[Recorded data]
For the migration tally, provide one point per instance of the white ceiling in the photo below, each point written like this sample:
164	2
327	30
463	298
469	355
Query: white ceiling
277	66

AIM OF THE TASK: Put every line of the entries above into a Markdown table with the columns Row and Line. Number each row and leave out blank lines.

EXPECTED ANSWER:
| Row | Line |
|---|---|
| 1 | For the migration tally, provide one point per instance of the white ceiling in the photo below, each point written like this sample: |
| 2 | 164	2 |
| 3 | 327	30 |
| 4 | 463	298 |
| 5 | 469	355 |
| 6 | Query: white ceiling |
| 7 | 277	66 |